** BEGIN Records **

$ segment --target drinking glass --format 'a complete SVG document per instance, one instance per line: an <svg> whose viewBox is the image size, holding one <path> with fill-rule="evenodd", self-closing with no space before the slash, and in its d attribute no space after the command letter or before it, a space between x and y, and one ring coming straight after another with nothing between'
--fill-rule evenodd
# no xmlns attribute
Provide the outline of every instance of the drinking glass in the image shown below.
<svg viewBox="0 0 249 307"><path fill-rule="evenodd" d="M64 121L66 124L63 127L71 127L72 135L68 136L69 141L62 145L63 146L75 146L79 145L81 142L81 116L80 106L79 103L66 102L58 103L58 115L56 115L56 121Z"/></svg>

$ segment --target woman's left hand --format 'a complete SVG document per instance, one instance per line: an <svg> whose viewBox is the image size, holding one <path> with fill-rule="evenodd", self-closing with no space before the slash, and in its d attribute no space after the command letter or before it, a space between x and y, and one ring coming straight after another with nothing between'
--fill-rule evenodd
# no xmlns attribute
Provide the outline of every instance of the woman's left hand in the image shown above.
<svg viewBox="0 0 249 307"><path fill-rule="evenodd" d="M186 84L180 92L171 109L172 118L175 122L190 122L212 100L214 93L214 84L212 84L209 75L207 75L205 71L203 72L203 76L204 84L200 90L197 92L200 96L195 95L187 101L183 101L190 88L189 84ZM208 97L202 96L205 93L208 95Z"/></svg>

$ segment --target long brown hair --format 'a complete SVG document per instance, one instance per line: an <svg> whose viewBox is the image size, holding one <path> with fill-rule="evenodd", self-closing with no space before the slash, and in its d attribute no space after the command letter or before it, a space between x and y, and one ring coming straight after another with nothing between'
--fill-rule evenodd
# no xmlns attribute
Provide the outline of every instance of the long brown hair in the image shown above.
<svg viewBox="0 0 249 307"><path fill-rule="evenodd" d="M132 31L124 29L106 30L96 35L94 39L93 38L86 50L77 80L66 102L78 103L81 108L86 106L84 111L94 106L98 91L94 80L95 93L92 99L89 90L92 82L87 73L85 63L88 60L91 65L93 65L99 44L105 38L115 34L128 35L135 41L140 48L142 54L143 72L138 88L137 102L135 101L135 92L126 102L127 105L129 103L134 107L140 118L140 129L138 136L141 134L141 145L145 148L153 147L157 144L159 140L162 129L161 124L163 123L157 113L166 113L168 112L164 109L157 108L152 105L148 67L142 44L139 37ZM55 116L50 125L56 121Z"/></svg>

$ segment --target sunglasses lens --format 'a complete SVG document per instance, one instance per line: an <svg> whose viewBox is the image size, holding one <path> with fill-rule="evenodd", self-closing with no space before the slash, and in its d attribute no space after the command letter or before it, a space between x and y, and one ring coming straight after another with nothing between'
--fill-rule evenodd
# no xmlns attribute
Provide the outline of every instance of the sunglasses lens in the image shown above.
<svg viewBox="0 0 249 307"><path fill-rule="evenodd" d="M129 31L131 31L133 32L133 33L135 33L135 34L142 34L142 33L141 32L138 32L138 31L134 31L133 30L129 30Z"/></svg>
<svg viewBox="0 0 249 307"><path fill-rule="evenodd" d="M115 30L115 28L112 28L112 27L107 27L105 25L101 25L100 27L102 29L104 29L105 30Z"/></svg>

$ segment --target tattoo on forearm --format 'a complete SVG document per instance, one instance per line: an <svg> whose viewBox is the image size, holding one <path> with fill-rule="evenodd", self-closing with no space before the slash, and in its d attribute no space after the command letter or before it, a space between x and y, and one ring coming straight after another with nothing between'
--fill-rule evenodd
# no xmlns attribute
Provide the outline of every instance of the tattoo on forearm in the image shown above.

** END Records **

◆ Your instructions ◆
Rewrite the lines running from the one containing "segment --target sunglasses" through the one containing "31L131 31L133 32L133", both included, as a Markdown table with the columns Row and Line. Number each line in Row and omit any blank lines.

◆ Task answer ◆
| Row | Line |
|---|---|
| 1 | $ segment --target sunglasses lens --format 'a complete SVG document per instance, one instance per line: an <svg> whose viewBox is the image size, holding one <path> with fill-rule="evenodd", self-closing with no space before the slash, and in its d attribute no space after the command letter or before it, a space between x and y, and one ring coming straight after another with nothing between' |
| 2 | --fill-rule evenodd |
| 3 | # no xmlns attribute |
| 4 | Provide the outline of every instance of the sunglasses lens in the image shown above. |
| 5 | <svg viewBox="0 0 249 307"><path fill-rule="evenodd" d="M129 31L131 31L133 32L133 33L135 33L135 34L142 34L142 33L141 32L138 32L138 31L134 31L133 30L129 30Z"/></svg> |